Text extract:
=====

Court of Appeals of Ohio, Fifth District, Muskingum

June 18, 2018

STATE OF OHIO Plaintiff - Appellee
v.
LARRY L. MCKEE Defendant-Appellant

          Appeal from the Muskingum County Court of Common Pleas, Case No. CR2016-0307

          For Plaintiff-Appellee D. MICHAEL HADDOX Prosecuting Attorney GERALD V. ANDERSON II Assistant Prosecuting Attorney Muskingum County, Ohio

          For Defendant-Appellant ERIC J. ALLEN The Law Office of Eric J. Allen, Ltd.

          JUDGES: Hon. John W. Wise, P.J. Hon. William B. Hoffman, J. Hon. Craig R. Baldwin, J.

          OPINION

          BALDWIN, JUDGE

         {¶1} Defendant-appellant Larry L. McKee appeals his sentence issued by the Muskingum County Court of Common Pleas. Plaintiff-appellee is the State of Ohio.

=====

[A series of records]
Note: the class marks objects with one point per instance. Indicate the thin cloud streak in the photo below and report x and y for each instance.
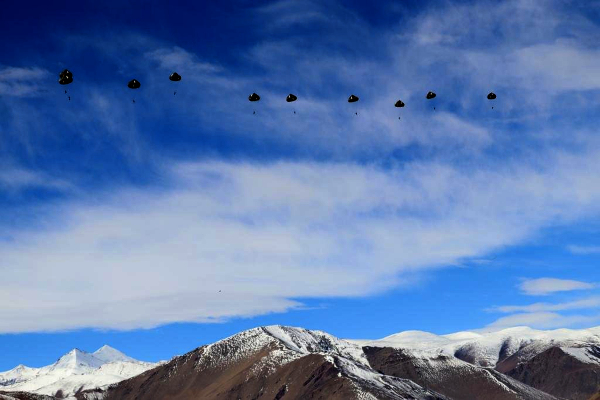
(545, 286)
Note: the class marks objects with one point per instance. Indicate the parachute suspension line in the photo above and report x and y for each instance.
(254, 98)
(353, 99)
(399, 104)
(66, 78)
(174, 77)
(291, 98)
(492, 96)
(134, 84)
(431, 96)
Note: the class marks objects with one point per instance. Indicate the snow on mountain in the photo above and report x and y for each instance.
(487, 348)
(109, 355)
(76, 370)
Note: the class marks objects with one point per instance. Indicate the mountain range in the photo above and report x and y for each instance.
(278, 362)
(74, 372)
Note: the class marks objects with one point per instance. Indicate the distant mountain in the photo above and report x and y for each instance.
(72, 373)
(563, 362)
(273, 362)
(284, 363)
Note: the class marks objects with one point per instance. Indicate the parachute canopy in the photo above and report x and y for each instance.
(65, 77)
(133, 84)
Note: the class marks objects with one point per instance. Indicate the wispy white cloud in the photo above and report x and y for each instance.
(544, 286)
(23, 82)
(583, 250)
(268, 235)
(544, 320)
(14, 179)
(582, 304)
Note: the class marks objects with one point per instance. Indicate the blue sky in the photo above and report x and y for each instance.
(159, 226)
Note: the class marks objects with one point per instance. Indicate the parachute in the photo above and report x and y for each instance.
(399, 104)
(174, 77)
(492, 96)
(133, 84)
(291, 98)
(353, 99)
(431, 95)
(65, 78)
(254, 97)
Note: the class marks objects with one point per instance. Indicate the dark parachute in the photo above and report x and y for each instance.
(291, 98)
(174, 77)
(65, 77)
(133, 84)
(492, 96)
(431, 95)
(353, 99)
(254, 97)
(399, 104)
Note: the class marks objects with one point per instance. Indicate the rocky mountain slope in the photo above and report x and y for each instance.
(563, 362)
(277, 362)
(74, 372)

=====

Exercise task:
Output the part of the appeals court opinion starting at "For Defendant-Appellant ERIC" and ending at "State of Ohio.", word for word. These records were taken from a different source than the text.

Worked answer:
For Defendant-Appellant ERIC J. ALLEN The Law Office of Eric J. Allen, Ltd.

          JUDGES: Hon. John W. Wise, P.J. Hon. William B. Hoffman, J. Hon. Craig R. Baldwin, J.

          OPINION

          BALDWIN, JUDGE

         {¶1} Defendant-appellant Larry L. McKee appeals his sentence issued by the Muskingum County Court of Common Pleas. Plaintiff-appellee is the State of Ohio.